Required tasks:
1: In the article on blocking FcRn to treat autoimmune disease, copy the passage from "In pre-clinical studies, the" up to and including "and non-human primates." without changing a word.
2: Write the next part of the article on the FcRn-blocking antibody for autoimmune disease, picking up right after its final sentence.

Given passage:
-- Opening Marker --

Antibody therapeutic candidate could be used to treat autoimmune diseases
Researchers have used a drug candidate to block a receptor that contributes to the development of autoimmune disease which could be a potential treatment.
A new study led by investigators at Brigham and Women’s Hospital, US, in collaboration with Syntimmune Pharmaceuticals, adds to the body of evidence that blocking the neonatal crystallisable fragment receptor (FcRn) has the potential to treat autoimmune diseases.
This could be successful as it removes pathogenic immunoglobulin G (IgG) antibodies and the immune complexes they form. IgG plays a critical role in fighting infection by binding pathogens such as viruses and bacteria but is also tied to autoimmune diseases such as lupus, pemphigus and more.
IgG can also form complexes with antigens, which may further promote the autoimmune response, but the effect of blocking FcRn on the immune complexes had not been evaluated until now.
In pre-clinical studies, the team found evidence that expands the role of FcRn beyond the removal of IgG antibodies from circulation, showing its potential for treating autoimmune diseases. The team used SYNT001, a FcRn blocking monoclonal antibody (mAb) on IgG, as well as IgG immune complexes in mice and non-human primates.

-- Closing Marker --

Listed entries:
-- Opening Marker --

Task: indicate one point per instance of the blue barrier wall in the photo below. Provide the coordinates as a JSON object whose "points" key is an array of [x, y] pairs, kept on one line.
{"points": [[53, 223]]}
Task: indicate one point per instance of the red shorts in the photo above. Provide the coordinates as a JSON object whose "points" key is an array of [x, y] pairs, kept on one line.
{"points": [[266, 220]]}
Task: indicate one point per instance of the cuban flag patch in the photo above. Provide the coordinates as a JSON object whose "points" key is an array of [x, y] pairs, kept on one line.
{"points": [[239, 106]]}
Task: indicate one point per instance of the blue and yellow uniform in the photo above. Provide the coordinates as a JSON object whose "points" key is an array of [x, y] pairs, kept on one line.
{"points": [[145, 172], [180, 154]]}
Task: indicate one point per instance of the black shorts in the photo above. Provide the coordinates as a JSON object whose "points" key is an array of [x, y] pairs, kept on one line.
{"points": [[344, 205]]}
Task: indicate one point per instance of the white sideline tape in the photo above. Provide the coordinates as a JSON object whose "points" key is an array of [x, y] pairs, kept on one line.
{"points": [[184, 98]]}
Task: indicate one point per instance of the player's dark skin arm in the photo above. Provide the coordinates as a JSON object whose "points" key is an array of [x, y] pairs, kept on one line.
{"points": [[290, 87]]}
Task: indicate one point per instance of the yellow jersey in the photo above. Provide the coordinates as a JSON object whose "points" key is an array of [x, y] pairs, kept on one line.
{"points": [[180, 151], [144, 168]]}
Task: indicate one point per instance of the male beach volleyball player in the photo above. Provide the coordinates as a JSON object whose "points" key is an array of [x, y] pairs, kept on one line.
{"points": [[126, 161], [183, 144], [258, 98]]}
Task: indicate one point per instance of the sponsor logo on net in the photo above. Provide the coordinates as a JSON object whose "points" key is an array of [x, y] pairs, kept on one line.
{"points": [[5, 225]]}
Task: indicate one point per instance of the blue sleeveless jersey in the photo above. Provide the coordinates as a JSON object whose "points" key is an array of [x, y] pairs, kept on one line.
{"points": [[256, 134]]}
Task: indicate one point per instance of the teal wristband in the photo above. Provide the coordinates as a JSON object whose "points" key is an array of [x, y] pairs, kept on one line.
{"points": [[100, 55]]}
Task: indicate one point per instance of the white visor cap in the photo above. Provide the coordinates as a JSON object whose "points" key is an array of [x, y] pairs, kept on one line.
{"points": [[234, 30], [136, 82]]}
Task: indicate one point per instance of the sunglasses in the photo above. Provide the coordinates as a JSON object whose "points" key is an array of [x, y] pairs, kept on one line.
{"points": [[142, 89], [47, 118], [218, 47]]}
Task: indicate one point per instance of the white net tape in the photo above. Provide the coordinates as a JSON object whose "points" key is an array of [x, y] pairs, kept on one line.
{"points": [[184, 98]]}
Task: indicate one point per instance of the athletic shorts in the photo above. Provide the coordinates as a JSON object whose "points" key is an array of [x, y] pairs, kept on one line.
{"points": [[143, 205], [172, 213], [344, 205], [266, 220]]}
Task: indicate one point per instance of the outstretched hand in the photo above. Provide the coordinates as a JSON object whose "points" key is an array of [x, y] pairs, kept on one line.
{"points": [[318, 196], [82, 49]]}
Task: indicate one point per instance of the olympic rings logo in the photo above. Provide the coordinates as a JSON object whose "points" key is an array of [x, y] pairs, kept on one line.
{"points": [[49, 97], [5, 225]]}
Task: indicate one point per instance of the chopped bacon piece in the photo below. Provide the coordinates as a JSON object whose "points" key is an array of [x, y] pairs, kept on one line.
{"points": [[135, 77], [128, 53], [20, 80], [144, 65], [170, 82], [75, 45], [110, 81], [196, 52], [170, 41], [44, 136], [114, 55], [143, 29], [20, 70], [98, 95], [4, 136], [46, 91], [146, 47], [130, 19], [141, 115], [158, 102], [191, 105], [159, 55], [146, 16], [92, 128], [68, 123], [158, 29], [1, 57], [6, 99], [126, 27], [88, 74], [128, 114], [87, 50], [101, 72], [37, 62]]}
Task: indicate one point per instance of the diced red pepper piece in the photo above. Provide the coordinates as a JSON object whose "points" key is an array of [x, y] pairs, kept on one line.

-- Closing Marker --

Written answers:
1:
In pre-clinical studies, the team found evidence that expands the role of FcRn beyond the removal of IgG antibodies from circulation, showing its potential for treating autoimmune diseases. The team used SYNT001, a FcRn blocking monoclonal antibody (mAb) on IgG, as well as IgG immune complexes in mice and non-human primates.

2:
They found that SYNT001 decreased the levels of both IgG and IgG immune complexes in the circulation and inhibited the ability of the immune complexes to activate the immune system.
The drug candidate was also well tolerated in a Phase I clinical trial study.
“We anticipate that FcRn antibody therapeutics will be part of an important new class of drugs for the treatment of autoimmune diseases,” said corresponding author Dr Richard Blumberg, Vice Chair for Research in the Department of Medicine at Brigham and Women’s Hospital. “As these types of drugs move into the clinic, we need to pay attention to their effects on IgG immune complexes as that is something which has not received the attention it deserves.”
The results were published in Science Advances.